Former national security adviser John M. Poindexter, addressing a central mystery of the Iran-contra affair, told Congress yesterday he never informed President Reagan that proceeds from U.S.-Iran arms sales were used to support the Nicaraguan rebels, but added he believed that the president "would have approved the decision at the time if I had asked him."

Poindexter, a 50-year-old Navy rear admiral who met almost daily with Reagan from December 1985 to November 1986, told a hushed hearing room in the Rayburn House Office Building: "I made the decision. I felt that I had the authority to do it. I thought it was a good idea. I was convinced that the president would, in the end, think it was a good idea. But I did not want him to be associated with the decision."

In an ironic recasting of Harry S Truman's famous assertion that responsibility rests with the president, the former presidential adviser declared: "On this whole issue, you know, the buck stops here with me."

Under questioning from Arthur L. Liman, chief counsel for the Senate panel investigating the affair, Poindexter admitted that his motive in keeping the president ignorant was to provide Reagan "some future deniability" that would protect him from "political damage."

Poindexter also testified that last November, as the Iran-contra affair was unraveling, he destroyed a 1985 intelligence "finding" that Reagan signed, authorizing an arms-for-hostages deal. Poindexter said he "tore it up {and} put it in the burn basket behind my desk," adding that he had acted on his own authority "because I thought it was a significant political embarrassment and I wanted to protect {the president}."

********************

» **Short exercise**
Answer these questions from the article on Poindexter's testimony:
(a) During what period did Poindexter meet almost daily with Reagan?
(b) Who questioned Poindexter about his motive for keeping the president uninformed?
(c) Where did Poindexter say he put the 1985 finding after tearing it up?
The lines that follow are not needed for this work.

» **Records supplied**
********************

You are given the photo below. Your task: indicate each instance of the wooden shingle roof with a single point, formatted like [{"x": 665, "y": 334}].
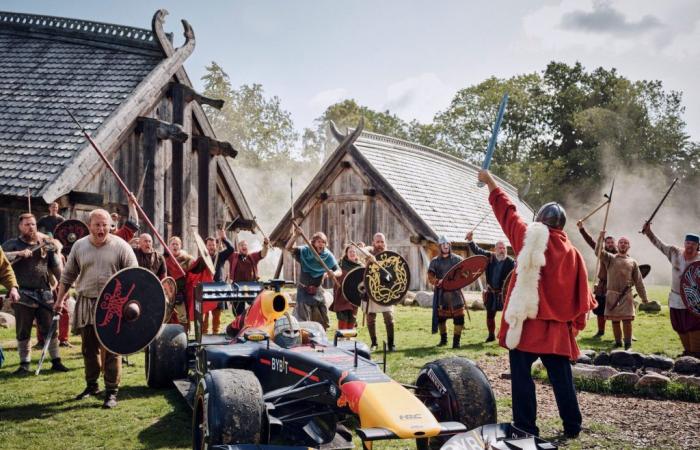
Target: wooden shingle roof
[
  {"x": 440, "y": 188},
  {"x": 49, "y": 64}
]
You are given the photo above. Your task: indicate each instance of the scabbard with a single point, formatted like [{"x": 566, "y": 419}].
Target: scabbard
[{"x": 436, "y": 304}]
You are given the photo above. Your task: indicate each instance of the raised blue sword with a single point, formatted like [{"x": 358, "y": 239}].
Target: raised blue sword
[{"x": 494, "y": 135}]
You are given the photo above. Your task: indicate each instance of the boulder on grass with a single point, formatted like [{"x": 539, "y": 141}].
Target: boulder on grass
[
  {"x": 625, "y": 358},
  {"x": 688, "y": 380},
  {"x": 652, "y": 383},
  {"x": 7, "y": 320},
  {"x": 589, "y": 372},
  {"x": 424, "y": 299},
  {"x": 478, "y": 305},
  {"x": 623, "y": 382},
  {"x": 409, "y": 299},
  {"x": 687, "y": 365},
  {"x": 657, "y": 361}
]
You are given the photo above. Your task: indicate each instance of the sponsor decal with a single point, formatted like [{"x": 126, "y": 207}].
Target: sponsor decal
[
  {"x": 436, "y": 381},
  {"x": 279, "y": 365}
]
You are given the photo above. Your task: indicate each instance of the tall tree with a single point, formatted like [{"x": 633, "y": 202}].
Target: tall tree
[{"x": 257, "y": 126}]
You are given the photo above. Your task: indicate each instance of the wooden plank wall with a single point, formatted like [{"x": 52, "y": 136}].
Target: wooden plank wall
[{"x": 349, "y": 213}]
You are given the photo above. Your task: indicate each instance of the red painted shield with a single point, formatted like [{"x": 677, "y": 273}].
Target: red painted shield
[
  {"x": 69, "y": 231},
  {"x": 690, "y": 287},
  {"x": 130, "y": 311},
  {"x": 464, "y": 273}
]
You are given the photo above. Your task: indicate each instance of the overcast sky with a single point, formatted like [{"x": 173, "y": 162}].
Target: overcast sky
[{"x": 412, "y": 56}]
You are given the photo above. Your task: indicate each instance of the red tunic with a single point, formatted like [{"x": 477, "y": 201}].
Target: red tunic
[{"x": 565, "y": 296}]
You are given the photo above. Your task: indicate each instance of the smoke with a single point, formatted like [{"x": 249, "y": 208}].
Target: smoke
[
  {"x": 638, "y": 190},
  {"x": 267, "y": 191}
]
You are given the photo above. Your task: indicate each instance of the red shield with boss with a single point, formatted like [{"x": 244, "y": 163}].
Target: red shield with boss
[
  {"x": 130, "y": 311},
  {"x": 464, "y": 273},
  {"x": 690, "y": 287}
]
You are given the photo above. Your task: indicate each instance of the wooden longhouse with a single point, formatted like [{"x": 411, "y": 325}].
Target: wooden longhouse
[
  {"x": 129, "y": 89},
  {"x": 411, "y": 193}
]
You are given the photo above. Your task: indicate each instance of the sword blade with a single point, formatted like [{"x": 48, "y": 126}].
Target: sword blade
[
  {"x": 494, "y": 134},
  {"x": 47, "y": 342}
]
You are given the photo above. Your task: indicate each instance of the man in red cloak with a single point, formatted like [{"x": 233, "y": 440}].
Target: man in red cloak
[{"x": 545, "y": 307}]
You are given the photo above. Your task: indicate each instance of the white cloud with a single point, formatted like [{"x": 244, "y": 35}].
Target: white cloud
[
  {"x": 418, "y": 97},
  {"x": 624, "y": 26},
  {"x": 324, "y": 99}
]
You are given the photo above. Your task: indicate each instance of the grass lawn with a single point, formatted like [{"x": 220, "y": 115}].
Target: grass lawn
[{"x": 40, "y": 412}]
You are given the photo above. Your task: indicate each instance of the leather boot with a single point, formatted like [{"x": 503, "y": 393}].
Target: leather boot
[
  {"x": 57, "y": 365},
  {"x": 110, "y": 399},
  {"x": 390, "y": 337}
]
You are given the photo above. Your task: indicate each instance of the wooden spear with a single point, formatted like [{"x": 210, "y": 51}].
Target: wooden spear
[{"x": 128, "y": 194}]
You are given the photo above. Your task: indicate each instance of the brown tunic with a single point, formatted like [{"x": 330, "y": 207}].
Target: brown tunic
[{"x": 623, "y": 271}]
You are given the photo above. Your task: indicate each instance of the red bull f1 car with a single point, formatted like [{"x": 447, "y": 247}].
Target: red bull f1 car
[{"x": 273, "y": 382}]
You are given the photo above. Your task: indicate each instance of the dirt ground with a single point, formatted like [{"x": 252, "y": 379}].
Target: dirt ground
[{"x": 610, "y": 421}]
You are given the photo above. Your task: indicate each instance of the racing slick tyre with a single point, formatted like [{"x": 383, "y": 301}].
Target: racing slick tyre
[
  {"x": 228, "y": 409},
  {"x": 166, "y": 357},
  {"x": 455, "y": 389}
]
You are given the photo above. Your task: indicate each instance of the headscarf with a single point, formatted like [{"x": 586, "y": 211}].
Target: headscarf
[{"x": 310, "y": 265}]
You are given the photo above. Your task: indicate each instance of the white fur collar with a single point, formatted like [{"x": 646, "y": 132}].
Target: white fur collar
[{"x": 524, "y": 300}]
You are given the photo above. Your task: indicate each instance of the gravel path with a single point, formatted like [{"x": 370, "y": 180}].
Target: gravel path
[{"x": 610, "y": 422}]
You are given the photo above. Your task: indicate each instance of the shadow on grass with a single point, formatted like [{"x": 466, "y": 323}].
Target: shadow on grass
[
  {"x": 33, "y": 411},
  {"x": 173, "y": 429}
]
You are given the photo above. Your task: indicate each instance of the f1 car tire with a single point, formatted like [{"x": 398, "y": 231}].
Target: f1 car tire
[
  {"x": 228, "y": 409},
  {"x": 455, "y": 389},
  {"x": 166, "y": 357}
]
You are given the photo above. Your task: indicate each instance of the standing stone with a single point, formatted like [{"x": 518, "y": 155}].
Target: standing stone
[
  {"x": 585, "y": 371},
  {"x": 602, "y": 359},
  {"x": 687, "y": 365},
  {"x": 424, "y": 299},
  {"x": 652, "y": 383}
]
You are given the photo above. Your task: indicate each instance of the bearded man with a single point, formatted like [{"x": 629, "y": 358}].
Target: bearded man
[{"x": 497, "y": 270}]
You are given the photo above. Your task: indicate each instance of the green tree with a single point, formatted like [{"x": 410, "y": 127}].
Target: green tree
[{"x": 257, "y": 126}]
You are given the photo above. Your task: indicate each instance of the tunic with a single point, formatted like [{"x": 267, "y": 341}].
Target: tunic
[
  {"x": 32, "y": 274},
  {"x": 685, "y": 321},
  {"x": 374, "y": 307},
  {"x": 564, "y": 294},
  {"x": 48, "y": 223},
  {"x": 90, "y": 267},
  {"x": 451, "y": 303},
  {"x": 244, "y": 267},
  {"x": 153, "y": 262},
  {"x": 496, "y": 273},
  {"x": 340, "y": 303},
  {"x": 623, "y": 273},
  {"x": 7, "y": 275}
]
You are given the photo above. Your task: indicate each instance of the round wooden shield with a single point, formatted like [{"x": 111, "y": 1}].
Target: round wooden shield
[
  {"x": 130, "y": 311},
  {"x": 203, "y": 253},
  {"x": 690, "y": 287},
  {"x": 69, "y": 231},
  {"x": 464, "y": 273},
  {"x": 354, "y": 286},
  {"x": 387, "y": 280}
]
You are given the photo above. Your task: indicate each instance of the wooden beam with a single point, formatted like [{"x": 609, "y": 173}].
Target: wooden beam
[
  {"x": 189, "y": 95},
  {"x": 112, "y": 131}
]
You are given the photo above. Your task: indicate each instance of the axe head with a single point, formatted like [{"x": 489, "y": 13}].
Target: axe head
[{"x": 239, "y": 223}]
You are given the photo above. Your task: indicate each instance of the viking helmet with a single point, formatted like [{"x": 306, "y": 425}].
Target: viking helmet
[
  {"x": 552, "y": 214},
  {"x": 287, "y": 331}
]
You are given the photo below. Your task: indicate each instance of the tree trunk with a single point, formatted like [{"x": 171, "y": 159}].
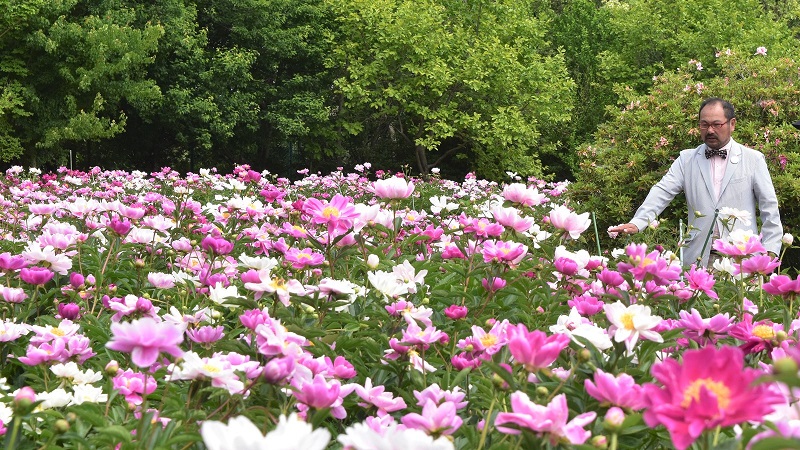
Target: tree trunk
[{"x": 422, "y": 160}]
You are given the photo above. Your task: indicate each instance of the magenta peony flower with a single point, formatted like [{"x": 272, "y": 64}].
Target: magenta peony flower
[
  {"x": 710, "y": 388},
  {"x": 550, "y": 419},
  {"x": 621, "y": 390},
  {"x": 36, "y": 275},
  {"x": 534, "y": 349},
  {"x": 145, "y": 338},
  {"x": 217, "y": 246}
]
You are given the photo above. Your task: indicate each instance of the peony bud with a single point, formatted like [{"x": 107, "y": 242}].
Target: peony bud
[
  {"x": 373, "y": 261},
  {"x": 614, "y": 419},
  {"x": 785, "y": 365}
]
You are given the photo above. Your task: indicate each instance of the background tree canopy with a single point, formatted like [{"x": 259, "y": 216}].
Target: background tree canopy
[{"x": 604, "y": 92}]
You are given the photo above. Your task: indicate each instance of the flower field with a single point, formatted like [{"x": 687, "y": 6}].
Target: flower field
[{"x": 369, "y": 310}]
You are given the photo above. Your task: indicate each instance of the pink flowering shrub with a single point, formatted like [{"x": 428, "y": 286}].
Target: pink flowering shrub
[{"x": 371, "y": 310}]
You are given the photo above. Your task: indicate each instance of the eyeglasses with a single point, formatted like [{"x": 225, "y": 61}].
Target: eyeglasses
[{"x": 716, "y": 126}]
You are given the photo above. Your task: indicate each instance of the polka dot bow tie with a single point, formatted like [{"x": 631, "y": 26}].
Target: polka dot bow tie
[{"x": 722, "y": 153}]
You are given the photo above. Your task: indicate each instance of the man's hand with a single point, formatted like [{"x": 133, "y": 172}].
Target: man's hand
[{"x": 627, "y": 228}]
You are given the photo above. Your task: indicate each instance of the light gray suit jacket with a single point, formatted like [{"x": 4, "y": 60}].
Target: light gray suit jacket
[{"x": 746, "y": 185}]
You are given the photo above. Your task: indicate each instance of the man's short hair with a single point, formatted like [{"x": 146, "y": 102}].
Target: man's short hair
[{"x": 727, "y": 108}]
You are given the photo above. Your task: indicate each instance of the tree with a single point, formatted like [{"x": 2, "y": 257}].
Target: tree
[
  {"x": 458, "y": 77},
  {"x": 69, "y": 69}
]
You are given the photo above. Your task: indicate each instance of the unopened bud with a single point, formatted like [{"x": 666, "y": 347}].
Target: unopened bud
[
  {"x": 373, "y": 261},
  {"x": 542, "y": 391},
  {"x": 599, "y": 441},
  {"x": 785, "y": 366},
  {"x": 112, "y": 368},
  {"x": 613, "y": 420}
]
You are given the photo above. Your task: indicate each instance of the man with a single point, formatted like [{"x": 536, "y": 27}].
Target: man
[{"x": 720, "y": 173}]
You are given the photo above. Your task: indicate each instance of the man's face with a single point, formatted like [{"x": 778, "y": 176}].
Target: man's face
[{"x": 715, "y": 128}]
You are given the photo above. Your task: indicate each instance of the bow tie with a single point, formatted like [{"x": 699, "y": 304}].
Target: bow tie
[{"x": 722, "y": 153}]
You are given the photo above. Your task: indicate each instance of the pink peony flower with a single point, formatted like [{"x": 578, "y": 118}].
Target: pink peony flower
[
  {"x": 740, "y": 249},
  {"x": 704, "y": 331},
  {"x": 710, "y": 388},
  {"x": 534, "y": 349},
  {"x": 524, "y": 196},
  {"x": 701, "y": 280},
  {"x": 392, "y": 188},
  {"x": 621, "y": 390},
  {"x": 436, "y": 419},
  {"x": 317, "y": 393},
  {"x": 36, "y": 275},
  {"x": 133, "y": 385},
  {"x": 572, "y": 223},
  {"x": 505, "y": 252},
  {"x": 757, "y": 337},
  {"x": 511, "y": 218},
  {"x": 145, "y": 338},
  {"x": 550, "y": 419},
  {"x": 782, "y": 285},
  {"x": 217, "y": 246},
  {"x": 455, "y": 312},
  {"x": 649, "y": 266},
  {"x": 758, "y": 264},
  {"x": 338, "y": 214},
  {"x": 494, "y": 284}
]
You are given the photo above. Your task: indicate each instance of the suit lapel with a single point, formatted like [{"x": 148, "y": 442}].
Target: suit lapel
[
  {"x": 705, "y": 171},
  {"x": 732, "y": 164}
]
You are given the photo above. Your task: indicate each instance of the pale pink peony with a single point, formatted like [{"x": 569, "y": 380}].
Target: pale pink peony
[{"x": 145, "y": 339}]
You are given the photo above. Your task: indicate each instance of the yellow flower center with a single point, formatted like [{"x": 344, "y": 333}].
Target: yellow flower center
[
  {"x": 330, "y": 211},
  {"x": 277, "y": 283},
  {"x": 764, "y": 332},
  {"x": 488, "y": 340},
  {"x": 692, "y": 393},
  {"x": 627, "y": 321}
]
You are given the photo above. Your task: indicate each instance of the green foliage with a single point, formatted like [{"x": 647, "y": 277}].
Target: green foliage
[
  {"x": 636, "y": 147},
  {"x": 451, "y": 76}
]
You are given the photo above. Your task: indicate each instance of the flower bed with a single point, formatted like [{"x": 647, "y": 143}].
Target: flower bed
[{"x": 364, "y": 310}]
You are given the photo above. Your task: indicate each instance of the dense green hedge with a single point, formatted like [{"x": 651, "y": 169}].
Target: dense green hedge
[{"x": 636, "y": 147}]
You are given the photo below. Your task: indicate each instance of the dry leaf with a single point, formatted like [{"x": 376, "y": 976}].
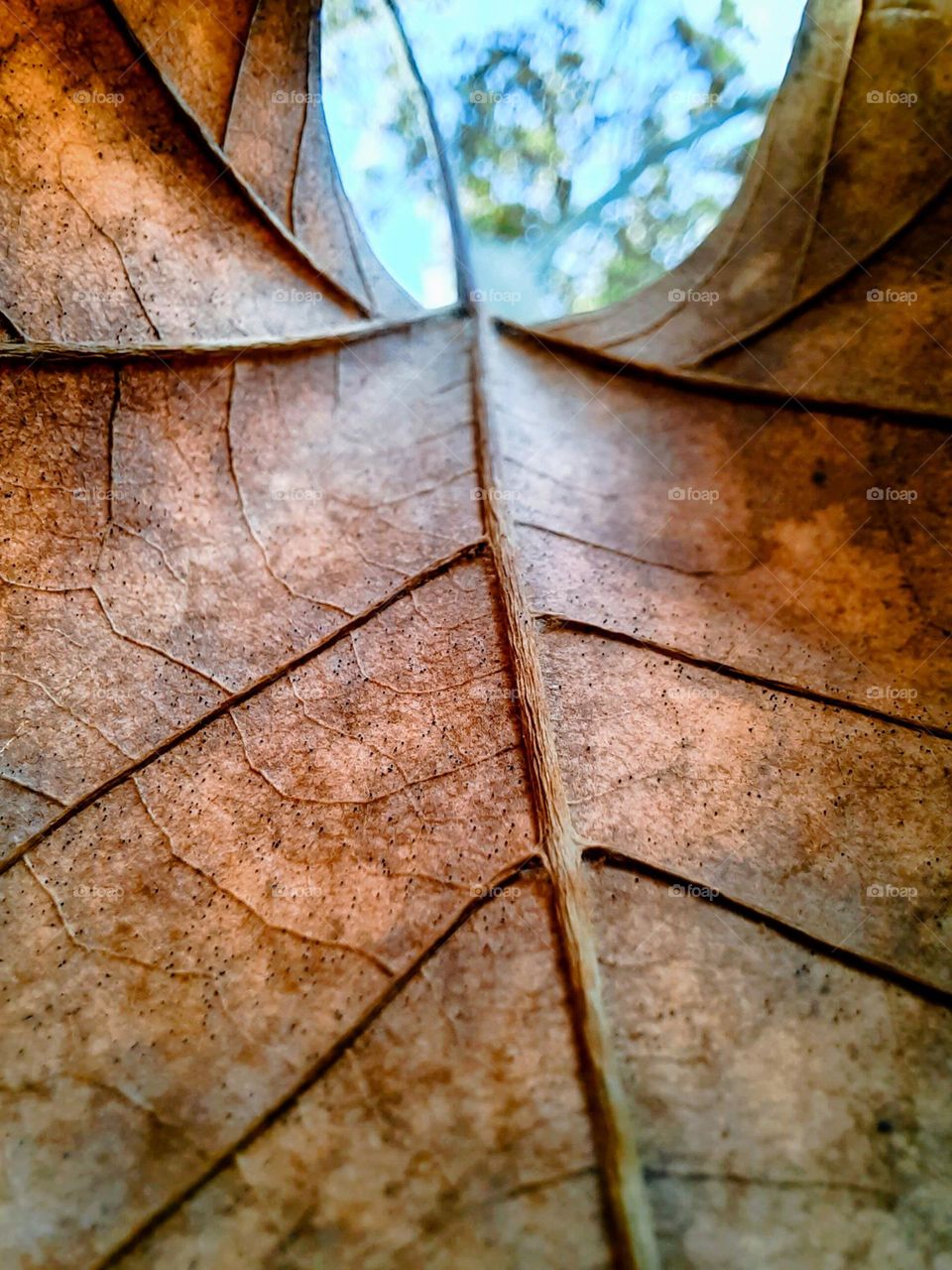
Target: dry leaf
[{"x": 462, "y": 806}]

********************

» **Result of this exercise**
(a) From December 1985 to November 1986.
(b) Arthur L. Liman, chief counsel for the Senate panel investigating the affair.
(c) In the burn basket behind his desk.